Reproduce the entries below, switching every "integration tests" to "end-to-end tests" and keeping everything else unchanged.

### Provided records

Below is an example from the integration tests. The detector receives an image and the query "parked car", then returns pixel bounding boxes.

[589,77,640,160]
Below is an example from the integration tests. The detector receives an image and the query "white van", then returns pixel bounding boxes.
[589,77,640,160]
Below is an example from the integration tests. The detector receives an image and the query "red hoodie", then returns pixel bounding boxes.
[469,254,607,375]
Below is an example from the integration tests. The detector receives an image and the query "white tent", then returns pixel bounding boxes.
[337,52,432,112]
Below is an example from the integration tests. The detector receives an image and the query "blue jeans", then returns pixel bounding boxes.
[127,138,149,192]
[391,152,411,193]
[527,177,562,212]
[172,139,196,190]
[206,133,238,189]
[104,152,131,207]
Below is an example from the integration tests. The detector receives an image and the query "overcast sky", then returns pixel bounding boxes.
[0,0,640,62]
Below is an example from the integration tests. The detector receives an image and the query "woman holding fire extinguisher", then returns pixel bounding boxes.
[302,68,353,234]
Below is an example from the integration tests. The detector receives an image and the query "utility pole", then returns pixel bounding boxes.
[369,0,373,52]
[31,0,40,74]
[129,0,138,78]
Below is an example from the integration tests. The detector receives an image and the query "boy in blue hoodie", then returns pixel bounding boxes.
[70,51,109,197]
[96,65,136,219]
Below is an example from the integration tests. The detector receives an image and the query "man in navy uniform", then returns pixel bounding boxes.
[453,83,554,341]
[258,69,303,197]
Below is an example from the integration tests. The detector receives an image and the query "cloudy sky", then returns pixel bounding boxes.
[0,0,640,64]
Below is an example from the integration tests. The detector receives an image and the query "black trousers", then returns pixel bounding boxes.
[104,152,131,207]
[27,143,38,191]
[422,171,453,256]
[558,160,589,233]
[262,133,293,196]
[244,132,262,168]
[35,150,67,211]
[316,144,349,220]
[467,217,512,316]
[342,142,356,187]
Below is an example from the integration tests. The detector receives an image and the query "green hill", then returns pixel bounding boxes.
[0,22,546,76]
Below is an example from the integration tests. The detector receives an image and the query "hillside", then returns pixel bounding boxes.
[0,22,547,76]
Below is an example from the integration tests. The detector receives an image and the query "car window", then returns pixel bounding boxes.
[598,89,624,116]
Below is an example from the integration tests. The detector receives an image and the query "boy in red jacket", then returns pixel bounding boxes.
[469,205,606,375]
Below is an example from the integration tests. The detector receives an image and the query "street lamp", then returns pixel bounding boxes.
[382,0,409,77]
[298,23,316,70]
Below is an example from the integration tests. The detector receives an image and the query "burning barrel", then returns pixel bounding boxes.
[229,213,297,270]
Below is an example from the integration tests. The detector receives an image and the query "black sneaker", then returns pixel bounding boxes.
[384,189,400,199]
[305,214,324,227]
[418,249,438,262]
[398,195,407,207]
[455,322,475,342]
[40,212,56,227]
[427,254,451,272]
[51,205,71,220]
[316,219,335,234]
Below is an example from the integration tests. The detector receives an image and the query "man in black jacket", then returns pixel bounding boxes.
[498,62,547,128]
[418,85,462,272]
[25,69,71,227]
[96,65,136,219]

######

Task solution:
Below is an example from the end-to-end tests. The detector receives an image and the query "parked car", then returns pixel bounding boxes.

[589,77,640,160]
Below is an example from the end-to-end tests. The detector receives an image and the query "white van", then returns pixel bounding boxes.
[589,77,640,160]
Below is an example from the end-to-end tests. The detector receives an image and the query "red hoodie", then returns pixel bounding boxes.
[469,254,607,375]
Below is an example from the end-to-end tests. The detector receives an image and the query "white tent", then returns pixel bounding boxes.
[337,52,432,112]
Below is an example from the end-to-end tests. The detector receives an image and the query "blue jeans", then returns pixel bounding boxes.
[127,138,149,192]
[391,152,411,193]
[527,177,562,212]
[172,139,196,190]
[206,133,238,189]
[104,152,131,207]
Below is an example from the end-to-end tests. The detector receives an image and the query "overcast sky", then returns pixel bounding boxes.
[0,0,640,62]
Below is an example from the end-to-end tests. The detector receives an image and the query "woman holding fire extinguisher", then returns pixel bounding boxes.
[302,68,353,234]
Below is an example from the end-to-end tests. The detector receives an image and the query "utility pole", then returns pixel bounding boxes.
[369,0,373,52]
[31,0,40,74]
[129,0,138,78]
Below is an example from the end-to-end tests. The detector receives an image and the query "boy in blue hoodie", then returns pixel bounding boxes.
[70,51,109,197]
[96,65,136,219]
Below is an example from the end-to-end tests. The detector receives an image and the query "man in navy uniform", then returns pixel bounding boxes.
[453,83,554,341]
[258,69,303,197]
Below is an example from the end-to-end tests. The detector receives an image and the query "cloudy sky", then returns pixel bounding boxes.
[0,0,640,64]
Below is an example from the end-to-end tests. The detector receives an image and the query "black trousers", then returns pixel bounding boxes.
[104,152,131,207]
[27,143,38,191]
[422,171,453,256]
[558,160,589,233]
[262,133,293,196]
[244,132,262,168]
[35,150,67,211]
[316,144,349,220]
[467,217,512,316]
[342,142,356,187]
Below is an example from the end-to-end tests. The detector receives an image and the query "green hill", then returns pixel bounding boxes.
[0,22,546,76]
Below is an example from the end-to-end tests. The detector receives an image and the query "hillside", then returns pixel bounding boxes.
[0,22,547,76]
Below is an example from the end-to-end tests. The detector receives an image and the query "car window", then returns pixel bounding boxes.
[598,89,624,116]
Below is an example from the end-to-end tests. The detector receives an image and the query "boy in red jacket", then returns pixel bounding boxes.
[469,205,606,375]
Below is an example from the end-to-end tests. The detector receives an image and the query "street lamp", then returns pixel bounding boxes.
[382,0,409,77]
[298,23,316,70]
Below is an example from the end-to-end tests. The detector receives an image and the query "burning barrel", then returns pixel bounding boxes.
[229,213,297,270]
Below is an example from the end-to-end tests. The detector receives an image and the query "black sneaker", then returns pixel bounding boxes.
[384,189,400,199]
[305,214,324,227]
[418,249,438,262]
[398,195,407,207]
[455,322,475,342]
[40,212,56,227]
[427,254,451,272]
[51,205,71,220]
[316,219,335,234]
Below is an example from the end-to-end tests. The detector receives an image and the query "man in black jacket", then returns pixel bounding boxes.
[498,62,547,128]
[418,85,462,272]
[25,69,71,227]
[96,65,136,219]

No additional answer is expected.